Source data:
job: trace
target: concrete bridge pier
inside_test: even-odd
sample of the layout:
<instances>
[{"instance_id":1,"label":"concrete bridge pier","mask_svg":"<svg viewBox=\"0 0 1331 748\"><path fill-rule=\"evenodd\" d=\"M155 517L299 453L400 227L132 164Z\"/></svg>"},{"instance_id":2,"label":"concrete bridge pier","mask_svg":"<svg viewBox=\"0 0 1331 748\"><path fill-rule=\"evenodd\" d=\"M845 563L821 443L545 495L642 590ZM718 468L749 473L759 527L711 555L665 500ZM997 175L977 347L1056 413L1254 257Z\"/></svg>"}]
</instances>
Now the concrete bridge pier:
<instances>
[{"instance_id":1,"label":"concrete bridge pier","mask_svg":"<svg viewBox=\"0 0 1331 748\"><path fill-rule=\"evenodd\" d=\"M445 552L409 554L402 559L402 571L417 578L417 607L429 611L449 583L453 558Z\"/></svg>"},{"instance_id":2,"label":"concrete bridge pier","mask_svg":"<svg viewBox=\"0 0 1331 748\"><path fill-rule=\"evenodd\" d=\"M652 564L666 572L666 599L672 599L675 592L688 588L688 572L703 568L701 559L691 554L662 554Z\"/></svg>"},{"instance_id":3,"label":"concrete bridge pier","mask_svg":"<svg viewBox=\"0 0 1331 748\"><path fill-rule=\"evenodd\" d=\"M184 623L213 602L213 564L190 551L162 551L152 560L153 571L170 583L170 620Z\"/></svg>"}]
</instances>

---

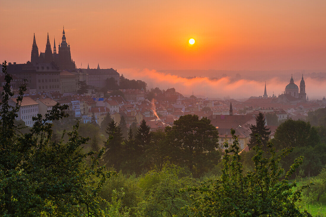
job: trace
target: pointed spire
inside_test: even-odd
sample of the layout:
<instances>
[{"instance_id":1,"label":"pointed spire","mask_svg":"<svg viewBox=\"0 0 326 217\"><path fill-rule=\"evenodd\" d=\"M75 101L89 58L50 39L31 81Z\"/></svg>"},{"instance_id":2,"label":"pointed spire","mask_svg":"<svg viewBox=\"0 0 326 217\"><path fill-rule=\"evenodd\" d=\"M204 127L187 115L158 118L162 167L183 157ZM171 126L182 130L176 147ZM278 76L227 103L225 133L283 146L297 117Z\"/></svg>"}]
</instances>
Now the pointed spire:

Task to complete:
List every line of the data that contains the string "spire", taking case into account.

Answer:
target: pointed spire
[{"instance_id":1,"label":"pointed spire","mask_svg":"<svg viewBox=\"0 0 326 217\"><path fill-rule=\"evenodd\" d=\"M75 101L89 58L50 39L31 81Z\"/></svg>"},{"instance_id":2,"label":"pointed spire","mask_svg":"<svg viewBox=\"0 0 326 217\"><path fill-rule=\"evenodd\" d=\"M204 127L187 115L158 118L162 167L183 157ZM171 126L182 130L176 147ZM278 76L227 103L225 133L283 146L297 117Z\"/></svg>"}]
Now the pointed spire:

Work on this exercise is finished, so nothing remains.